#### [CONSIGNES]
1 – Selon le texte fourni, que signifie le mot wolof « Sopi » ?
2 – Résumez sous forme de liste le paragraphe du texte fourni qui commence par « Au lendemain des indépendances ».
3 – Relevez dans le texte fourni tous les pourcentages de voix obtenus par Wade aux élections présidentielles.

#### [TEXTE FOURNI]
-*-*-

Au lendemain des indépendances, le Sénégal s'est réveillé sur le monde du monopartisme, et ce pendant plusieurs décennies.  Ce nouvel Etat souverain était dirigé par le seul et l’unique parti, le Parti Socialiste, pendant quarante années successives. Mais après vingt ans de gouvernance du père fondateur de la nation Léopold Sédar Senghor, de 1960 à 1981, le Sénégal s’est retrouvé entre les mains du Président Abdou Diouf, de 1981 jusqu’en 2000. Ayant ainsi expérimenté le monopartisme pendant quatorze ans, celui-ci prit fin en 1974. Resté dans la mono-gouvernance totale, le système politique sénégalais connait en effet une nouvelle tournure. De-là, la sphère politique devient extravertie et l’on observe la montée d’autres groupements politiques qui font basculer le pays dans un nouveau système : le multipartisme.

Du monopartisme au multipartisme : la naissance d’une opposition 

L’Union Progressiste et Socialiste, devenue par la suite Parti Socialiste, constituait le seul parti politique dans le pays, de 1964 à 1974. En effet, c’est juste après l’ouverture de l’arène politique en 1974, que Me Abdoulaye Wade crée le PDS (Parti Démocratique Sénégalais). Ce dernier va ainsi participer aux débats politiques avant de devenir un véritable parti d’opposition après le départ de Senghor en 1981. En effet, celui-ci ne quitta son siège que trois années après les élections présidentielles et son Premier Ministre arriva au Pouvoir. Le leader du PDS a participé pour la première fois à la course au fauteuil présidentiel et s’en est sorti avec 17,38%, soit un nombre de voix égal à 174817. De là, une adversité notoire dans le champ politique sénégalais avec un camp de contre-pouvoir, dirigé par le leader charismatique et hargneux, Me Wade. Une nouvelle histoire politique se construit, un opposant est né. Nous allons assister à une montée progressive du parti démocratique sénégalais au fil des années. Cependant après les élections de 1978, Wade s’est présenté sans succès aux présidentielles de 1983, 1988, 1993 où il obtient successivement 14,79%, 25,80%, 32,03% au premier tour. A cette époque, Wade fut l’un des rares à prononcer des discours dignes d’un vrai opposant mais qui parfois prenaient la forme d’un appel à la résistance et qui prônaient en quelque sorte la loi du talion. Durant plus de 30 ans, il a toujours poussé la jeunesse à se révolter contre le pouvoir. D’un point de vue politique et démocratique, Wade a beaucoup insisté sur le changement avec un slogan atypique « Sopi » qui veut dire changement en Wolof.  Un nouveau mot d’ordre est acté, une nouvelle page de l’histoire politique sénégalaise est en train de s’écrire.

-*-*-

Lignes du jeu de données de pointage d'objets:
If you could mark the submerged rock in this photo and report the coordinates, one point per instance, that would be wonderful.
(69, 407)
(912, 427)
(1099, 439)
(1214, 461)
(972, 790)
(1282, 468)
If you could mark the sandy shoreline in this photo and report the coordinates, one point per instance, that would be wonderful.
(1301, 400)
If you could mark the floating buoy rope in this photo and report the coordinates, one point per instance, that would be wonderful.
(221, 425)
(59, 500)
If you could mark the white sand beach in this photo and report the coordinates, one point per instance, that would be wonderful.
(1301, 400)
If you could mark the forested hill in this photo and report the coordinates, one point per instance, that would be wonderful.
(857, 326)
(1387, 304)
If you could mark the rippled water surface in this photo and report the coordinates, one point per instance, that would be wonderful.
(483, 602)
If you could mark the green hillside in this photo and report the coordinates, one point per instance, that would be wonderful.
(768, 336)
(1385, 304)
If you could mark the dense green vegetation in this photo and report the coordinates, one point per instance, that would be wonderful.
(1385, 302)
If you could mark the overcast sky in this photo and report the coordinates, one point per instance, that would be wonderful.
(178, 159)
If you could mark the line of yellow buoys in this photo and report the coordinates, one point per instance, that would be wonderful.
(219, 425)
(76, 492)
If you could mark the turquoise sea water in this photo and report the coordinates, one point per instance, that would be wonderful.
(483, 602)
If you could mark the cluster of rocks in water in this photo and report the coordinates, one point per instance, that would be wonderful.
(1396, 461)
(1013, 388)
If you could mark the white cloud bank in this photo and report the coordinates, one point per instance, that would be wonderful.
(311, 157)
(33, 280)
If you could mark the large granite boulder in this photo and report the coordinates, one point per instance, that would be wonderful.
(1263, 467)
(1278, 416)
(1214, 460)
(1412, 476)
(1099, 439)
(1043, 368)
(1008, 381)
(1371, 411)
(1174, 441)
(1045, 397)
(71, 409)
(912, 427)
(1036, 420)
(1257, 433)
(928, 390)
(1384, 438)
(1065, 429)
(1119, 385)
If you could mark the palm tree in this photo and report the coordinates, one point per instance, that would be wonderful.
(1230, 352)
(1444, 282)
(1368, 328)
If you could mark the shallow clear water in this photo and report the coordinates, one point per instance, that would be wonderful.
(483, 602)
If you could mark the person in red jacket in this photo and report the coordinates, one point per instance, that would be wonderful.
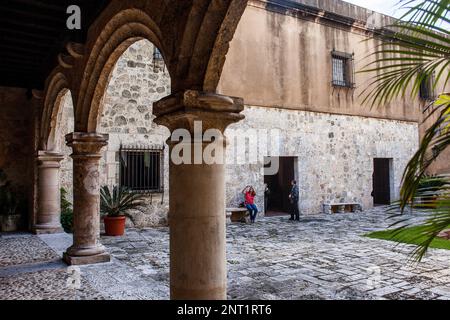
(249, 194)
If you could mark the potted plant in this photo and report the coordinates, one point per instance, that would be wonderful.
(66, 212)
(114, 207)
(428, 192)
(10, 206)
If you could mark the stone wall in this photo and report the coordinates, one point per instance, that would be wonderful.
(334, 154)
(136, 82)
(66, 125)
(16, 139)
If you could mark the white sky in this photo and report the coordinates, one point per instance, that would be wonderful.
(389, 7)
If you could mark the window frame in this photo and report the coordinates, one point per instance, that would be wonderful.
(347, 69)
(140, 186)
(426, 89)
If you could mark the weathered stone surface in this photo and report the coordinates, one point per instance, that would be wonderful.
(327, 171)
(20, 249)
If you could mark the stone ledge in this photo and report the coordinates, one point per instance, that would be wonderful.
(76, 261)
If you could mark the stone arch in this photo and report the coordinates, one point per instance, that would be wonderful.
(118, 34)
(56, 89)
(193, 37)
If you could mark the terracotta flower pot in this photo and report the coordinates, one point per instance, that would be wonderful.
(10, 223)
(114, 226)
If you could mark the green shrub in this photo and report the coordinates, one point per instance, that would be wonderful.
(66, 212)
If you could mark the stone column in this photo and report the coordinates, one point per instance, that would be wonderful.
(86, 248)
(197, 217)
(48, 219)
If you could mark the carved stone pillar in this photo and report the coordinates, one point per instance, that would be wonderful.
(197, 215)
(86, 248)
(48, 219)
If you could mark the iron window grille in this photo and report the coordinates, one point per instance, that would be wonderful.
(343, 74)
(426, 90)
(142, 169)
(158, 60)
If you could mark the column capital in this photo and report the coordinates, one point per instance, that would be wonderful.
(182, 109)
(86, 144)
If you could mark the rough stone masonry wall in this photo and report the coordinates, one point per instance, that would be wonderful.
(128, 119)
(16, 148)
(66, 125)
(335, 154)
(16, 145)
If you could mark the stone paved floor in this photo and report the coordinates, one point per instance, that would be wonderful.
(322, 257)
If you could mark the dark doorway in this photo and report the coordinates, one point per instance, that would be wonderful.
(277, 200)
(381, 181)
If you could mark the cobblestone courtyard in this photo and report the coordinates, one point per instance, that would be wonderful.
(321, 257)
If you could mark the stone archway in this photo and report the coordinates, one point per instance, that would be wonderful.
(193, 37)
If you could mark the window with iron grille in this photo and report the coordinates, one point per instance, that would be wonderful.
(141, 169)
(342, 68)
(426, 91)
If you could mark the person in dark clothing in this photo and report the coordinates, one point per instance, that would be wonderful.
(294, 197)
(249, 194)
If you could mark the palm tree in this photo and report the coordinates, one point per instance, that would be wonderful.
(414, 50)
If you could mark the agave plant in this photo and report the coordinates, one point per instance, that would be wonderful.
(415, 50)
(118, 201)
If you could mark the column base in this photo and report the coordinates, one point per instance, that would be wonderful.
(37, 229)
(76, 261)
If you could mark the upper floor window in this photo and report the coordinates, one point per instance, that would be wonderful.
(342, 68)
(141, 169)
(426, 90)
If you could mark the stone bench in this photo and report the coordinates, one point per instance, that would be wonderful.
(237, 214)
(341, 207)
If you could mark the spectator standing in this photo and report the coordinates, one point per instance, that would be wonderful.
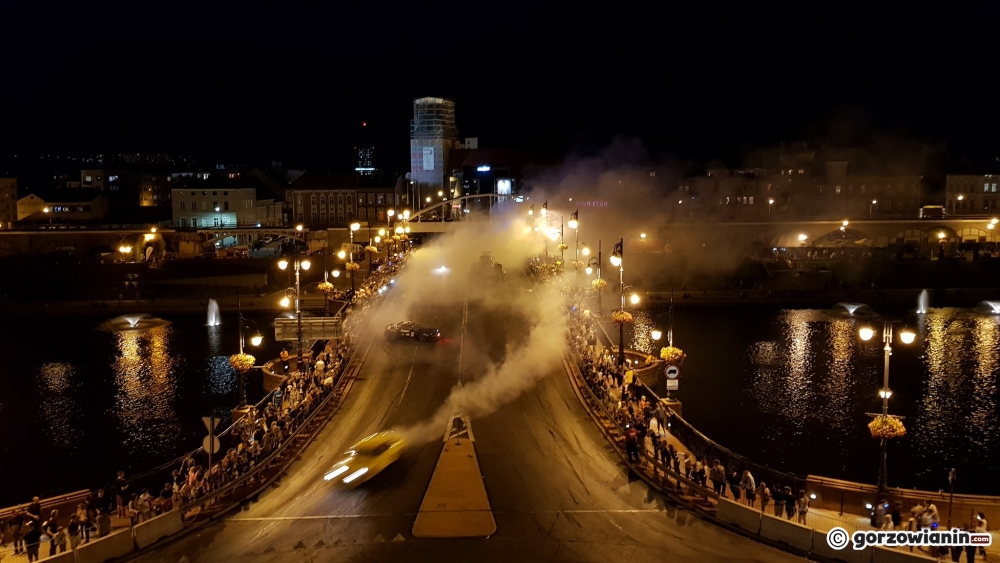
(765, 495)
(802, 507)
(51, 529)
(632, 443)
(32, 537)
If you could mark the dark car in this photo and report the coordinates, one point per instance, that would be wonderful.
(410, 329)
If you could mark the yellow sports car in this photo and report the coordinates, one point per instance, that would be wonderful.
(366, 459)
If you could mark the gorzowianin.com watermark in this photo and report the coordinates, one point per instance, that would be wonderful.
(838, 538)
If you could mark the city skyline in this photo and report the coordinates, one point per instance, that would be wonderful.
(688, 84)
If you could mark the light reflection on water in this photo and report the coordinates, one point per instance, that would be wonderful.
(810, 382)
(58, 407)
(956, 422)
(145, 378)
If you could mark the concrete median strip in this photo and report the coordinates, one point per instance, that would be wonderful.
(455, 504)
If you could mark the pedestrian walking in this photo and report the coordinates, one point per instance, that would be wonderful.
(734, 485)
(32, 537)
(790, 504)
(51, 529)
(765, 495)
(749, 487)
(802, 507)
(632, 443)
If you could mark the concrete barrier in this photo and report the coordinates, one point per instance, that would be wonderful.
(66, 557)
(848, 554)
(153, 530)
(786, 531)
(108, 547)
(738, 515)
(899, 555)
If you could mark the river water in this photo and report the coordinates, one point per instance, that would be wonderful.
(793, 389)
(788, 388)
(78, 403)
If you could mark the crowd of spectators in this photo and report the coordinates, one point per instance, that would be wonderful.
(250, 441)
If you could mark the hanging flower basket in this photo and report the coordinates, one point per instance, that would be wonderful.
(672, 355)
(622, 318)
(242, 362)
(885, 427)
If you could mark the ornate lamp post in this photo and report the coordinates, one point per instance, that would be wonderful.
(299, 265)
(885, 427)
(241, 362)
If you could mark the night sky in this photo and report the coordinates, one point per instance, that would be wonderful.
(244, 81)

-*-*-

#### [RÉPONSES]
1 – Il signifie « changement ».

2 –
- Après les indépendances, le Sénégal a connu le monopartisme pendant plusieurs décennies.
- Le Parti Socialiste a dirigé le pays pendant quarante années successives.
- Léopold Sédar Senghor, père fondateur de la nation, a gouverné de 1960 à 1981, puis Abdou Diouf de 1981 à 2000.
- Le monopartisme a duré quatorze ans et a pris fin en 1974.
- D'autres groupements politiques sont ensuite apparus et ont fait basculer le pays dans le multipartisme.

3 –
- 17,38 % (174 817 voix)
- 14,79 % en 1983
- 25,80 % en 1988
- 32,03 % en 1993